Questions to answer ::
1. In the blog entry, which C elegans neuron is activated when an odor turns off?
2. Please write the next part of the blog entry, picking up after its final sentence.

Document excerpt ::
***

(First day's entry)
Daily blogging is rough.
This is the first medium size meeting I've been to (800 attendees, 2-3 sessions), and it is uniquely exhausting. While SFN is 40 times larger, and tiring in its sheer scope, there is something exhilarating about being surrounded by so many people, like walking through Shibuya or Times Square. If you get tired of taste or olfaction, you can take in a barrel cortex or retinal development talk. Six hours a day of chemosensory talks can be repetitive.
Since I went to so many talks today, I will briefly comment on two. The day started off with Cori Bargmann. I got in a little late, but the gist of the first part is that one of the C elegans neurons, AWC, is activated when an odor turns off (which sounds familiar to me), with a time constant of 10s of seconds. They looked at the mechanisms of this, but to be honest I got lost in the worm alphabet soup.
In the next section, they looked at behaviour. C elegans have simple motor behaviour: they can move forward, reverse, turn, or pirouette. Using a microfluidic device, they measured how the worms turned in response to odors turning on and off. They found that worms tend to move forward during odor presentation, and when the odor turned off, the worms started turning, with a time constant similar to AWC. They then tried imaging the AWC in the behaving worm, to see if AWC activity was correlated with turning or moving forward. However, that AWC was similarly active when the worm moved forward or turned, which means AWC neurons are simply sensory and not motor.

***

Material supplied ::
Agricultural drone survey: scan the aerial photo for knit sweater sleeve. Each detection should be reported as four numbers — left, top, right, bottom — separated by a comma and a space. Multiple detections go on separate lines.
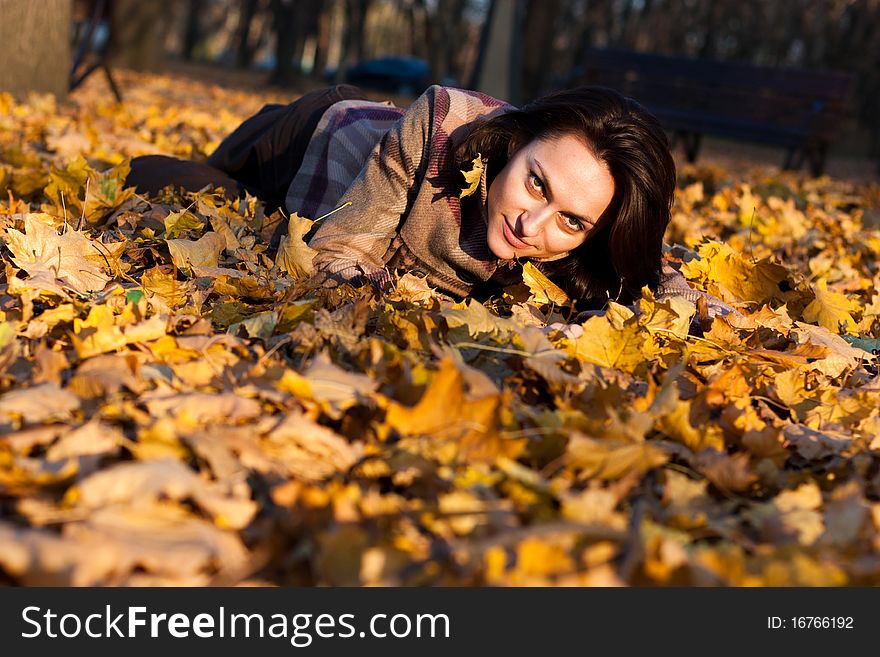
309, 86, 440, 282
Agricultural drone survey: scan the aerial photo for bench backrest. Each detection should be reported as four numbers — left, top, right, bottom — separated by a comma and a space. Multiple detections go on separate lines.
573, 48, 855, 136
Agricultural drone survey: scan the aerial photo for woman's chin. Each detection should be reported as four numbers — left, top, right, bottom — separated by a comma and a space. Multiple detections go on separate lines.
487, 235, 516, 260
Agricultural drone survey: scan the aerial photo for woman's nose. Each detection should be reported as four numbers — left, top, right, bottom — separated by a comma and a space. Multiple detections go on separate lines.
520, 205, 553, 237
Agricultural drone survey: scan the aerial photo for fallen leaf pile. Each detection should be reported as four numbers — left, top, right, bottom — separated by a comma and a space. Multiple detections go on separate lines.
0, 70, 880, 585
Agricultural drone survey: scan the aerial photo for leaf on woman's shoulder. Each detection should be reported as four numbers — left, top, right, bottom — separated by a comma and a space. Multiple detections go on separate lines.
276, 212, 317, 278
458, 153, 486, 198
523, 262, 568, 306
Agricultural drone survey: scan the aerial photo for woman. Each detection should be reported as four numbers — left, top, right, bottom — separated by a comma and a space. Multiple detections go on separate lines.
129, 85, 722, 310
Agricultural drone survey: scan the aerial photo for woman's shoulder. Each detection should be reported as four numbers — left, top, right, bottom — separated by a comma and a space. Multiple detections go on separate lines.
413, 84, 514, 122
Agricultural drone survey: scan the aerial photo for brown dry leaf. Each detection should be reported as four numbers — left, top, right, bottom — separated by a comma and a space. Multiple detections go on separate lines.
165, 231, 226, 272
141, 391, 262, 426
66, 459, 257, 529
804, 280, 859, 333
695, 450, 757, 493
0, 383, 80, 424
4, 214, 125, 293
561, 301, 644, 372
566, 433, 669, 480
276, 212, 317, 279
263, 413, 363, 483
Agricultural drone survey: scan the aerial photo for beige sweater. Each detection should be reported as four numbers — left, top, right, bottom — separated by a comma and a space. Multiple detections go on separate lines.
287, 86, 730, 314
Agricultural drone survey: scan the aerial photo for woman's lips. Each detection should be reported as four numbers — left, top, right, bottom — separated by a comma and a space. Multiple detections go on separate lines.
502, 220, 531, 251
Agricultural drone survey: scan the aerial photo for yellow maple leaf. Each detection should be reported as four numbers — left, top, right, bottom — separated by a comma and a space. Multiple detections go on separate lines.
561, 302, 644, 373
5, 214, 125, 293
458, 153, 486, 198
681, 242, 788, 303
165, 232, 226, 272
804, 280, 859, 333
523, 262, 568, 306
383, 358, 524, 460
276, 212, 317, 278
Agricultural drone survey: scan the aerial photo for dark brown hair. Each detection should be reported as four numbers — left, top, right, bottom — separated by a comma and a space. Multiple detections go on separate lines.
455, 87, 675, 303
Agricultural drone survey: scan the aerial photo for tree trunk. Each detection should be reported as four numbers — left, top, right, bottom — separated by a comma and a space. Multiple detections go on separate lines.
0, 0, 71, 98
235, 0, 260, 68
520, 0, 560, 101
181, 0, 205, 62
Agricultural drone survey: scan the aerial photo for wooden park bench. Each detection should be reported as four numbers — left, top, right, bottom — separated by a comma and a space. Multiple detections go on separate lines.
567, 48, 855, 176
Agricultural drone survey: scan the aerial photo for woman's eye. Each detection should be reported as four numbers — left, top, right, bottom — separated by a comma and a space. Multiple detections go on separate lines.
529, 173, 544, 194
563, 217, 584, 230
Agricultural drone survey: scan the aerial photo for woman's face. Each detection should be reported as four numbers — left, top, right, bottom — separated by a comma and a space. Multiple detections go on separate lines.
488, 135, 614, 260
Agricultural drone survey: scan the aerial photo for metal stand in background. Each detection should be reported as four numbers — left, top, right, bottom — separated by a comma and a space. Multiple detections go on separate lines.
69, 0, 122, 102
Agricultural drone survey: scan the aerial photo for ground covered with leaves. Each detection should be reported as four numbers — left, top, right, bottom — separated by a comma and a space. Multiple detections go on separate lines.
0, 75, 880, 585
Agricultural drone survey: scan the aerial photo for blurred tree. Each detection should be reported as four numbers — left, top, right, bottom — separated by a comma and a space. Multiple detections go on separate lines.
110, 0, 172, 71
518, 0, 562, 102
181, 0, 205, 61
233, 0, 262, 68
271, 0, 325, 86
0, 0, 71, 98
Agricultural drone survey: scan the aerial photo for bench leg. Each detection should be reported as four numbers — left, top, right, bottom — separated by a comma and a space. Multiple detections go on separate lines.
809, 142, 828, 177
782, 146, 804, 171
671, 130, 703, 162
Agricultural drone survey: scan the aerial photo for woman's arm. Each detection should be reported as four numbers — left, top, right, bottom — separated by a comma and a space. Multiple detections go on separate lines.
309, 86, 444, 282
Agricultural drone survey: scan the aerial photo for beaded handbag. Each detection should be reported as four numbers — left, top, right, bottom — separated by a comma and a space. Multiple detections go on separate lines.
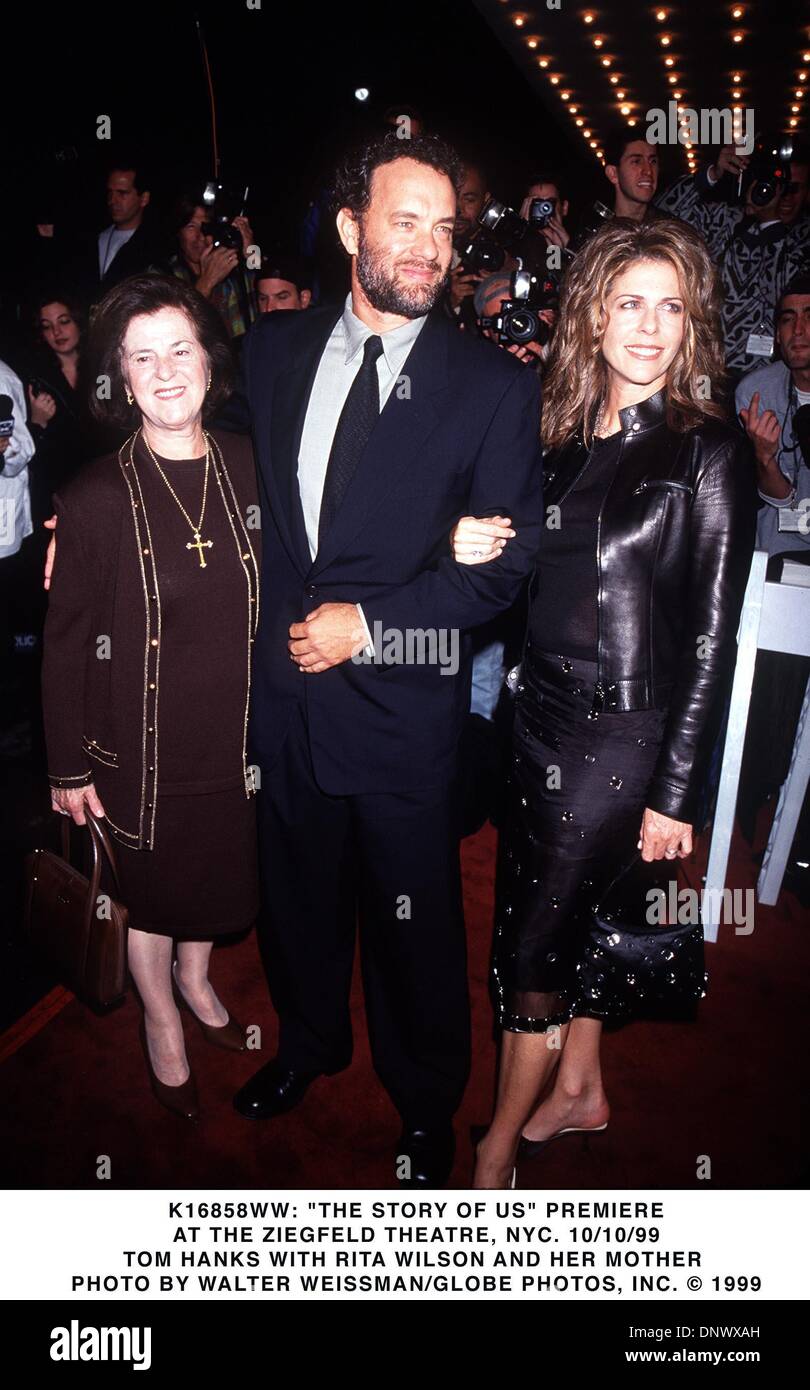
577, 853, 709, 1022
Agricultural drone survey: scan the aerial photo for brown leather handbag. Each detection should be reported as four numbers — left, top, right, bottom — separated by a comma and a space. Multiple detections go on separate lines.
25, 806, 128, 1009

***

Solved problems ::
1. AWC

2.
Next, she moved to the timescale of a few seconds. Worms move by wiggling back and forth in sinusoidal patterns. These sine waves in effect give the worm a metered sampling of the world, a sort of sniff. One worm behaviour that may rely on this sinusoidal sniffing is turning along odor edges; worms within an odor stripe will move parallel to the stripe, or turn inward, but not outward. Since AWC neurons fire in response to changes in odor, they tested how AWC neurons fired to stimuli at 1Hz, and found the AWC neuron could follow the stimulus. Then they performed reverse correlation on the calcium signal, using an L-N model, and found that AWC neurons could linearly follow integrate over a 1s window. (GCaMP's 0.5s non-linearity was also detected)
Isaacson is looking at how experience an anesthesia can modify odor representations in the olfactory bulb. They now have 2p awake imaging working in the bulb, by injecting AAV-flex-GCaMP in Pcdh21-cre mice. In slices, they validated that GCaMP could encode APs linearly over 0-40Hz.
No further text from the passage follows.